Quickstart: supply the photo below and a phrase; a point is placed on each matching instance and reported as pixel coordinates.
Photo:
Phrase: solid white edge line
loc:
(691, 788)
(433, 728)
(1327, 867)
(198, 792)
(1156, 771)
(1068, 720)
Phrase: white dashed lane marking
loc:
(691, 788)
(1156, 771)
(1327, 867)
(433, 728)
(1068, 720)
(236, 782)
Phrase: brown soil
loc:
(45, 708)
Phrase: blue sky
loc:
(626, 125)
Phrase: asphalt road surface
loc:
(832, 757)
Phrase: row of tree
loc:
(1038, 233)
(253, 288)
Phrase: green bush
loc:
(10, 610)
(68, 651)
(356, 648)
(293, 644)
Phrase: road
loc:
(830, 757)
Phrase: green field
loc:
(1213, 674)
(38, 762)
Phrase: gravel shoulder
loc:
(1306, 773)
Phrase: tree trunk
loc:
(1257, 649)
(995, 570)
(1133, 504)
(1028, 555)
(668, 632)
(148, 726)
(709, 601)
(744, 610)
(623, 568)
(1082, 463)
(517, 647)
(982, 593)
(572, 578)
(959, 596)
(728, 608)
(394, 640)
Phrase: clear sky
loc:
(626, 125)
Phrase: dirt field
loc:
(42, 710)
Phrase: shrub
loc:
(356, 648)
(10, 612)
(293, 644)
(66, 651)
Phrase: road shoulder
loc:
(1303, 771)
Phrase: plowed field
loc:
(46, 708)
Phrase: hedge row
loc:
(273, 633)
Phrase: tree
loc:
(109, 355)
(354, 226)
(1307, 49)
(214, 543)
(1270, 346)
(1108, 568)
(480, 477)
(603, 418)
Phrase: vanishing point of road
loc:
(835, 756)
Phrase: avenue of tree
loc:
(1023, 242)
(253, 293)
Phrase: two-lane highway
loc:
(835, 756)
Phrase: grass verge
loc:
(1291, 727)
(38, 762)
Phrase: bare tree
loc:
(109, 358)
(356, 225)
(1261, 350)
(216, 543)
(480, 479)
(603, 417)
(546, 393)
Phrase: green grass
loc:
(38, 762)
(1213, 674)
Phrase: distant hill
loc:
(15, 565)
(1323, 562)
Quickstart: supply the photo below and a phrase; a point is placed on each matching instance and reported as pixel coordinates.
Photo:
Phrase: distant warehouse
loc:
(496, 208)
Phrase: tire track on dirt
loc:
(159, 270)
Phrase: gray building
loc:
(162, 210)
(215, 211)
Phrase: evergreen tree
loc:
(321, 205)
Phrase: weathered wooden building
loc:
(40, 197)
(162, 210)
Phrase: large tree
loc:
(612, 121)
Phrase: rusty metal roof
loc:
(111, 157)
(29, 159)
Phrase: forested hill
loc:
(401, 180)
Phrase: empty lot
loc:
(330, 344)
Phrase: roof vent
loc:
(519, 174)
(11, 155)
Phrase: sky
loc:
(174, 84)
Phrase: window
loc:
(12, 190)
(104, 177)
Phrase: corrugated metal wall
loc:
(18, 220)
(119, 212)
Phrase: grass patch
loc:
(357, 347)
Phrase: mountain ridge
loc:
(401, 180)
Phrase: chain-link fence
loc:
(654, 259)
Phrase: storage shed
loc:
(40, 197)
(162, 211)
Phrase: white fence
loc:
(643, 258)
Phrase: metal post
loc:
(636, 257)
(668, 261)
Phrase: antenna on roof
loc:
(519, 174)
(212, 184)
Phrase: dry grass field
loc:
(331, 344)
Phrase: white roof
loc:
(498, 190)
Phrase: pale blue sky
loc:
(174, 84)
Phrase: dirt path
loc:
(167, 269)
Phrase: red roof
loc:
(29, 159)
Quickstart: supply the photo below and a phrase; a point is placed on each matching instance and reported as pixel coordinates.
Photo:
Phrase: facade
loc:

GIVEN PROBLEM> Switch "loc" to "points" everywhere it occurs in all of the entries above, and write those lines out again with nothing else changed.

OUTPUT OF THE TASK>
Quickstart: supply the photo below and a phrase; a point is placed on each matching instance and reported as pixel coordinates.
Photo:
Phrase: solid white edge line
points:
(691, 788)
(433, 728)
(1327, 867)
(198, 792)
(1156, 771)
(1068, 720)
Phrase: white dashed lane marking
points:
(691, 788)
(1156, 771)
(1327, 867)
(433, 728)
(1068, 720)
(236, 782)
Phrase: brown soil
points:
(45, 708)
Phrase: blue sky
points:
(626, 125)
Phrase: asphalt road surface
points:
(832, 757)
Phrase: row of tree
points:
(1038, 233)
(253, 288)
Phrase: green bush
points:
(10, 610)
(68, 651)
(356, 648)
(293, 644)
Phrase: road
points:
(830, 757)
Phrase: green field
points:
(1213, 674)
(38, 762)
Phrase: gravel shoulder
points:
(1306, 773)
Phrase: tree trunk
points:
(1257, 649)
(995, 570)
(1133, 504)
(1028, 555)
(668, 632)
(148, 726)
(709, 601)
(744, 610)
(623, 568)
(1082, 463)
(517, 647)
(982, 593)
(572, 578)
(959, 596)
(728, 608)
(394, 640)
Phrase: clear sky
points:
(626, 125)
Phrase: dirt field
points:
(42, 710)
Phrase: shrub
points:
(356, 648)
(10, 612)
(293, 644)
(66, 651)
Phrase: road shoulder
points:
(1303, 771)
Phrase: plowed field
points:
(46, 708)
Phrase: hedge row
points:
(273, 633)
Phrase: tree
points:
(109, 355)
(354, 226)
(1307, 49)
(214, 543)
(1270, 346)
(1108, 568)
(480, 477)
(603, 418)
Phrase: vanishing point of road
points:
(835, 756)
Phrase: avenue of tree
points:
(1023, 242)
(253, 293)
Phrase: two-lane highway
points:
(835, 756)
Phrase: grass verge
points:
(1291, 727)
(38, 762)
Phrase: bare tree
points:
(109, 358)
(356, 225)
(1261, 350)
(216, 543)
(480, 479)
(603, 417)
(546, 393)
Phrase: green grass
points:
(38, 762)
(1213, 674)
Phrase: distant hill
points:
(15, 565)
(1323, 562)
Quickstart: supply the photo below and a phrase; a point is placed on each matching instance and reported as pixel coordinates.
Photo:
Phrase: distant warehouse
points:
(496, 208)
Phrase: tire track on dirt
points:
(159, 270)
Phrase: gray building
points:
(162, 210)
(215, 211)
Phrase: evergreen tree
points:
(321, 205)
Phrase: weathered wooden building
points:
(40, 197)
(162, 210)
Phrase: large tree
points:
(612, 121)
Phrase: rusty metal roof
points:
(111, 157)
(29, 159)
Phrase: forested hill
points:
(401, 180)
Phrase: empty lot
points:
(330, 344)
Phrase: roof vent
points:
(519, 174)
(11, 155)
Phrase: sky
points:
(174, 84)
Phrase: window
points:
(12, 190)
(104, 177)
Phrase: corrugated metal wall
points:
(18, 220)
(119, 212)
Phrase: grass patch
points:
(357, 347)
Phrase: mountain ridge
points:
(401, 180)
Phrase: chain-link fence
points:
(654, 259)
Phrase: storage shed
points:
(40, 197)
(162, 211)
Phrase: white fence
points:
(643, 258)
Phrase: metal post
points:
(636, 257)
(668, 261)
Phrase: antenna on roof
points:
(519, 174)
(212, 184)
Phrase: dry grass field
points:
(331, 344)
Phrase: white roof
points:
(498, 190)
Phrase: pale blue sky
points:
(174, 84)
Phrase: dirt path
points:
(167, 269)
Phrase: red roof
points:
(29, 159)
Quickstart: supply the photo below and a phrase; a point is placed on each matching instance and reported as pixel coordinates.
Photo:
Phrase: facade
points:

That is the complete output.